(Records excerpted from a collection)
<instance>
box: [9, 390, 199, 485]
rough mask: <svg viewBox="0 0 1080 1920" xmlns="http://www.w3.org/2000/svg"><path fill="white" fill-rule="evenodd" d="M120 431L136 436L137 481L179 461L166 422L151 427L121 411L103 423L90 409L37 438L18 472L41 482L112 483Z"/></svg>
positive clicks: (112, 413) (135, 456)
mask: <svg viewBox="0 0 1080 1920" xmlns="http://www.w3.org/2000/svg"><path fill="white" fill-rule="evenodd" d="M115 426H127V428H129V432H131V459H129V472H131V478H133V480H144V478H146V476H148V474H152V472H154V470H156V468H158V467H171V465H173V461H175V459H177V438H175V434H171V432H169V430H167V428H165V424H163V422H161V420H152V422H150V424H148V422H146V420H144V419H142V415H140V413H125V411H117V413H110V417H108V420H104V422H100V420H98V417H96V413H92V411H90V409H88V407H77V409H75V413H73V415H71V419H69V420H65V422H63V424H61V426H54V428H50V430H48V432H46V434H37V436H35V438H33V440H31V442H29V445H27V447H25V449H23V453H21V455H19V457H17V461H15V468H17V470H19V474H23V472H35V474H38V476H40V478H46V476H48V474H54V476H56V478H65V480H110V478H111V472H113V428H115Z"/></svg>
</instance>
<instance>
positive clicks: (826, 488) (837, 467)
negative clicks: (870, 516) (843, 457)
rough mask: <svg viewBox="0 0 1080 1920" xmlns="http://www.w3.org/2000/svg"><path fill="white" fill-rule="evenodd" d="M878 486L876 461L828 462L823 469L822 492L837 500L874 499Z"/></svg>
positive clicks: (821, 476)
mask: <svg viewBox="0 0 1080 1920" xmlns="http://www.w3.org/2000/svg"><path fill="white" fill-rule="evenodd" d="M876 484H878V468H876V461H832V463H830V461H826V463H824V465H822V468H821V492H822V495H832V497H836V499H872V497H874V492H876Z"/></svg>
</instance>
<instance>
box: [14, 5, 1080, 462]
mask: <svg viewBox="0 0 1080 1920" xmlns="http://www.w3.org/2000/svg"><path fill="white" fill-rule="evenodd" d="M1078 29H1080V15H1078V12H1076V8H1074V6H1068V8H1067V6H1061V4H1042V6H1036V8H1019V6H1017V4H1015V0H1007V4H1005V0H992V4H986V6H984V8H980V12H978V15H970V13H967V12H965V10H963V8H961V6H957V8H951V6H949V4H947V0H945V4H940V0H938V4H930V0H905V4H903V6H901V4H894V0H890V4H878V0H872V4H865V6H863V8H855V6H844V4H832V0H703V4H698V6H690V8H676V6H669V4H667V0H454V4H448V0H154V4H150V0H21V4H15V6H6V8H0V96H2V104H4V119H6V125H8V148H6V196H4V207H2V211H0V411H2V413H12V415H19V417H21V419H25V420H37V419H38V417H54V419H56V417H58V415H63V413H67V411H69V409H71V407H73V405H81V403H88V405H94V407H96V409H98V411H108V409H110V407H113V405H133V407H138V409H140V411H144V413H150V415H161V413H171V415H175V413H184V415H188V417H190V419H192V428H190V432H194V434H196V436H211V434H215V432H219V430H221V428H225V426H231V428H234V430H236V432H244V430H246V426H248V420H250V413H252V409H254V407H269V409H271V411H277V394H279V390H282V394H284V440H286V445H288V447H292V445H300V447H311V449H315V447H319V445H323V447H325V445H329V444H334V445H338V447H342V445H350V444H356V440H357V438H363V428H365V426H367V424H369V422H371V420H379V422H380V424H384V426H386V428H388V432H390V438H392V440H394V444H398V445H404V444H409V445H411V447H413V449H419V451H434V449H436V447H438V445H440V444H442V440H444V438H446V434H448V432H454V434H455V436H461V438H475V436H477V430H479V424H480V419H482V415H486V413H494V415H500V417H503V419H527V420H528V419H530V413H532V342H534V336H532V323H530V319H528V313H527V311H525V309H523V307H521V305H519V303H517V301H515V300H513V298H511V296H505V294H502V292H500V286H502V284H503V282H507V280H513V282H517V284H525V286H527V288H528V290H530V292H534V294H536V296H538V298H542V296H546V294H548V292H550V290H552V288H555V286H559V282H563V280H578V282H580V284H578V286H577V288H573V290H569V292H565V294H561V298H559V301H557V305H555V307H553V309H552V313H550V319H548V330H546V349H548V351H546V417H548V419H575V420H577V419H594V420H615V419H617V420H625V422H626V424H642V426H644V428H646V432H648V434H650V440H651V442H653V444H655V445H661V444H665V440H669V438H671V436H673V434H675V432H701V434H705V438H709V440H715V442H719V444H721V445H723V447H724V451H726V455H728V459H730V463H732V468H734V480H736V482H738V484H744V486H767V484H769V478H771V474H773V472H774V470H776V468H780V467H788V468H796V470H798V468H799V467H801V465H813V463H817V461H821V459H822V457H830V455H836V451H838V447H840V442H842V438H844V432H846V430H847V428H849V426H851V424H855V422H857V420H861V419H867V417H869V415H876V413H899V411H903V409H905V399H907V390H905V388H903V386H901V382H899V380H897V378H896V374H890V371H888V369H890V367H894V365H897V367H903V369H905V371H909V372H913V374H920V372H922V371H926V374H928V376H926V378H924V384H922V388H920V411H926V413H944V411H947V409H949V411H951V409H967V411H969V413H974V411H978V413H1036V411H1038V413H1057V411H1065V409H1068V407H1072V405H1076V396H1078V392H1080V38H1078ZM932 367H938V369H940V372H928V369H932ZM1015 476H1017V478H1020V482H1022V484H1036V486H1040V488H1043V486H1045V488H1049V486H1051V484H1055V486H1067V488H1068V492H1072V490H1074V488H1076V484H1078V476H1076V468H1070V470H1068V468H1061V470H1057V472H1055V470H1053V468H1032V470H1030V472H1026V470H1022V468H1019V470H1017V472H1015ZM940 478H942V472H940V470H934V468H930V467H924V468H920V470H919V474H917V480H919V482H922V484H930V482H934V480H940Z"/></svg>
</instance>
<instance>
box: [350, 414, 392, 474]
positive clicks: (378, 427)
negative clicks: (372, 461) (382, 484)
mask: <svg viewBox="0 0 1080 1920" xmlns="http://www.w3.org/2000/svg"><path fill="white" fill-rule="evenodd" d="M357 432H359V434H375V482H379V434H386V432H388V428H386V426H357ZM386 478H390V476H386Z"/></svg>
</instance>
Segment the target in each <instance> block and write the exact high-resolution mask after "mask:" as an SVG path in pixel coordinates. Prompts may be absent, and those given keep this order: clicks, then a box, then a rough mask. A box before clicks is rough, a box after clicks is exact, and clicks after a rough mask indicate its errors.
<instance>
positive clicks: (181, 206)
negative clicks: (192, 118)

» Task to complete
From the records above, extract every line exactly as it stands.

» Exercise answer
<instance>
box: [9, 390, 199, 485]
rough mask: <svg viewBox="0 0 1080 1920" xmlns="http://www.w3.org/2000/svg"><path fill="white" fill-rule="evenodd" d="M120 431L136 436L137 481L179 461L166 422L151 427L121 411L103 423L90 409L37 438L18 472L41 482L112 483Z"/></svg>
positive clicks: (112, 413) (135, 456)
mask: <svg viewBox="0 0 1080 1920" xmlns="http://www.w3.org/2000/svg"><path fill="white" fill-rule="evenodd" d="M115 426H127V428H129V432H131V459H129V472H131V478H133V480H144V478H146V476H148V474H152V472H154V470H156V468H158V467H171V465H173V461H175V459H177V438H175V434H171V432H169V430H167V428H165V424H163V422H161V420H152V422H150V424H148V422H146V420H144V419H142V415H140V413H125V411H117V413H110V417H108V420H104V422H100V420H98V417H96V413H92V411H90V409H88V407H77V409H75V413H73V415H71V419H69V420H65V422H63V424H61V426H54V428H50V430H48V432H46V434H37V436H35V438H33V440H31V442H29V445H27V447H25V449H23V453H21V455H19V457H17V461H15V468H17V470H19V474H23V472H35V474H38V476H40V478H46V476H48V474H54V476H56V478H65V480H110V478H111V472H113V428H115Z"/></svg>
</instance>
<instance>
positive clicks: (826, 488) (837, 467)
negative clicks: (870, 516) (843, 457)
rough mask: <svg viewBox="0 0 1080 1920" xmlns="http://www.w3.org/2000/svg"><path fill="white" fill-rule="evenodd" d="M878 486L876 461L828 462L823 469L822 492L837 500L874 499Z"/></svg>
positive clicks: (821, 476)
mask: <svg viewBox="0 0 1080 1920" xmlns="http://www.w3.org/2000/svg"><path fill="white" fill-rule="evenodd" d="M876 484H878V468H876V461H832V463H830V461H826V463H824V465H822V468H821V492H822V495H832V497H836V499H872V497H874V492H876Z"/></svg>
</instance>
<instance>
box: [14, 5, 1080, 462]
mask: <svg viewBox="0 0 1080 1920" xmlns="http://www.w3.org/2000/svg"><path fill="white" fill-rule="evenodd" d="M1078 29H1080V15H1078V12H1076V8H1074V6H1068V8H1067V6H1061V4H1042V6H1036V8H1019V6H1017V4H1015V0H1007V4H1005V0H992V4H986V6H984V8H980V12H978V15H970V13H967V12H965V10H963V8H961V6H957V8H951V6H949V4H947V0H945V4H940V0H938V4H930V0H905V4H903V6H901V4H894V0H890V4H878V0H872V4H865V6H863V8H855V6H844V4H832V0H703V4H698V6H690V8H676V6H669V4H667V0H454V4H448V0H154V4H150V0H21V4H15V6H6V8H0V96H2V104H4V119H6V125H8V148H6V196H4V207H2V211H0V411H2V413H12V415H19V417H21V419H25V420H37V419H38V417H54V419H56V417H58V415H63V413H67V411H69V409H71V407H73V405H81V403H88V405H94V407H96V409H98V411H108V409H110V407H113V405H133V407H138V409H140V411H144V413H150V415H161V413H171V415H175V413H184V415H188V417H190V419H192V428H190V432H194V434H196V436H211V434H215V432H219V430H221V428H225V426H231V428H234V430H236V432H244V430H246V426H248V420H250V413H252V409H254V407H269V409H271V411H277V394H279V390H282V394H284V440H286V445H288V447H292V445H300V447H311V449H315V447H319V445H323V447H325V445H329V444H334V445H338V447H342V445H350V444H356V440H357V438H363V428H365V426H367V424H369V422H371V420H379V422H380V424H384V426H386V428H388V432H390V438H392V440H394V444H398V445H404V444H409V445H411V447H413V449H419V451H434V449H436V447H438V445H440V444H442V440H444V438H446V434H448V432H454V434H455V436H461V438H475V436H477V430H479V424H480V419H482V415H486V413H494V415H500V417H503V419H527V420H528V419H530V413H532V342H534V336H532V323H530V319H528V313H527V311H525V309H523V307H521V305H519V303H517V301H515V300H513V298H511V296H505V294H502V292H500V286H502V284H503V282H507V280H513V282H517V284H525V286H527V288H528V290H530V292H534V294H536V296H538V298H542V296H546V294H548V292H550V290H552V288H555V286H559V282H563V280H578V282H580V284H578V286H577V288H573V290H569V292H565V294H561V298H559V301H557V305H555V307H553V309H552V313H550V319H548V330H546V349H548V351H546V417H548V419H575V420H577V419H594V420H615V419H617V420H625V422H626V424H642V426H644V428H646V432H648V434H650V440H651V442H653V444H655V445H661V444H665V440H669V438H671V436H673V434H675V432H701V434H705V438H709V440H715V442H719V444H721V445H723V447H724V451H726V455H728V459H730V463H732V468H734V480H736V482H738V484H744V486H767V484H769V478H771V474H773V472H774V470H776V468H780V467H788V468H796V470H798V468H799V467H801V465H813V463H817V461H821V459H822V457H830V455H836V451H838V447H840V442H842V438H844V432H846V430H847V428H849V426H851V424H855V422H857V420H861V419H867V417H869V415H876V413H899V411H903V409H905V399H907V390H905V388H903V386H901V382H899V380H897V378H896V374H890V371H888V369H890V367H894V365H897V367H903V369H905V371H909V372H913V374H920V372H922V371H926V374H928V376H926V378H924V384H922V388H920V411H926V413H944V411H947V409H949V411H951V409H967V411H969V413H974V411H978V413H1036V411H1038V413H1057V411H1065V409H1068V407H1072V405H1076V396H1078V392H1080V38H1078ZM932 367H938V369H940V372H928V369H932ZM1015 476H1017V478H1020V482H1022V484H1036V486H1040V488H1043V486H1045V488H1049V486H1051V484H1055V486H1067V488H1068V492H1072V490H1074V488H1076V484H1078V476H1076V468H1070V470H1068V468H1061V470H1057V472H1055V470H1053V468H1032V470H1030V472H1026V470H1022V468H1019V470H1017V472H1015ZM940 478H942V472H940V470H934V468H930V467H924V468H920V470H919V474H917V480H919V482H922V484H930V482H934V480H940Z"/></svg>
</instance>
<instance>
box: [350, 414, 392, 474]
positive clicks: (378, 427)
negative clicks: (372, 461) (382, 484)
mask: <svg viewBox="0 0 1080 1920" xmlns="http://www.w3.org/2000/svg"><path fill="white" fill-rule="evenodd" d="M357 432H359V434H375V482H379V434H386V432H388V428H386V426H357ZM386 478H390V476H386Z"/></svg>
</instance>
Segment the target in each <instance> block and write the exact high-resolution mask after "mask:" as an SVG path in pixel coordinates. Prompts may be absent, and those given keep this order: clicks, then a box, then a rough mask. A box before clicks is rough, a box after clicks is exact, and clicks after a rough mask indicate its errors.
<instance>
positive clicks: (181, 206)
negative clicks: (192, 118)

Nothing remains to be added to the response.